## What you need to do
Only the lines from the one containing "k so looking at the picture above, point out the gray" through the end of the data belong in the answer; reproduce them exactly.

[Records from a data collection]

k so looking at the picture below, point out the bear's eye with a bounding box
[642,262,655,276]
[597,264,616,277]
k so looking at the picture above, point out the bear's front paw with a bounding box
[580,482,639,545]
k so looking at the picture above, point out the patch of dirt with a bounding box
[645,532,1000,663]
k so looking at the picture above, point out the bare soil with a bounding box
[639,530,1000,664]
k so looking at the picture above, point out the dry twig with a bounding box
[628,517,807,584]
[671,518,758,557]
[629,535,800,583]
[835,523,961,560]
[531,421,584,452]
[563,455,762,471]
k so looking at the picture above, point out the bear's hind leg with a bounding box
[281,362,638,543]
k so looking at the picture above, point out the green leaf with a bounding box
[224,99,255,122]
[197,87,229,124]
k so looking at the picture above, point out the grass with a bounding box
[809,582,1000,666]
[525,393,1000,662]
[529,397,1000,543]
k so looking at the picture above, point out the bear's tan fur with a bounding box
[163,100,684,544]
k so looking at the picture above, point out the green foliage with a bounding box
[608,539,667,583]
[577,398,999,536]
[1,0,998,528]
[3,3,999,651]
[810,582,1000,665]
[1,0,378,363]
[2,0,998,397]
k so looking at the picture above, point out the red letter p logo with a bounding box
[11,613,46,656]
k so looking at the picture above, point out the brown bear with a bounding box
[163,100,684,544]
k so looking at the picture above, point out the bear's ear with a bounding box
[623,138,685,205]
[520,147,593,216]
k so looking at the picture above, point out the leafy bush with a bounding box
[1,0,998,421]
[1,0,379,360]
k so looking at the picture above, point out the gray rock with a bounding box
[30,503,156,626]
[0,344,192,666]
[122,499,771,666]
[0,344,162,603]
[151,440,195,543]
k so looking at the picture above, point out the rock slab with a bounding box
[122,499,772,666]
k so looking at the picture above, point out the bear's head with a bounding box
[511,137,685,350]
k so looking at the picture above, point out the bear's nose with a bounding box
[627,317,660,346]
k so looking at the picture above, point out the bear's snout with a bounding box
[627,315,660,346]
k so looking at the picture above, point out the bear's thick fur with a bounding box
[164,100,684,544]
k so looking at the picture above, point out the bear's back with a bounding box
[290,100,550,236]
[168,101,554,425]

## Worked solution
k so looking at the picture above, point out the gray rock with a bounding box
[30,503,156,626]
[0,344,192,666]
[122,499,771,666]
[0,344,162,603]
[151,440,195,543]
k so looking at the picture above, point out the rock slab with a bounding box
[122,499,772,666]
k so looking at the picture above, point out the bear's head with a bounding box
[511,137,685,350]
k so looking at the picture above, point out the bear's nose with a bounding box
[627,317,660,346]
k so looking at the picture above, point out the bear's snout with a bounding box
[627,315,660,346]
k so looking at the picture above, point out the bear's thick fur with a bounding box
[164,100,684,544]
k so looking at the picture above, point out the bear's back with a bounding box
[290,100,550,236]
[168,101,554,425]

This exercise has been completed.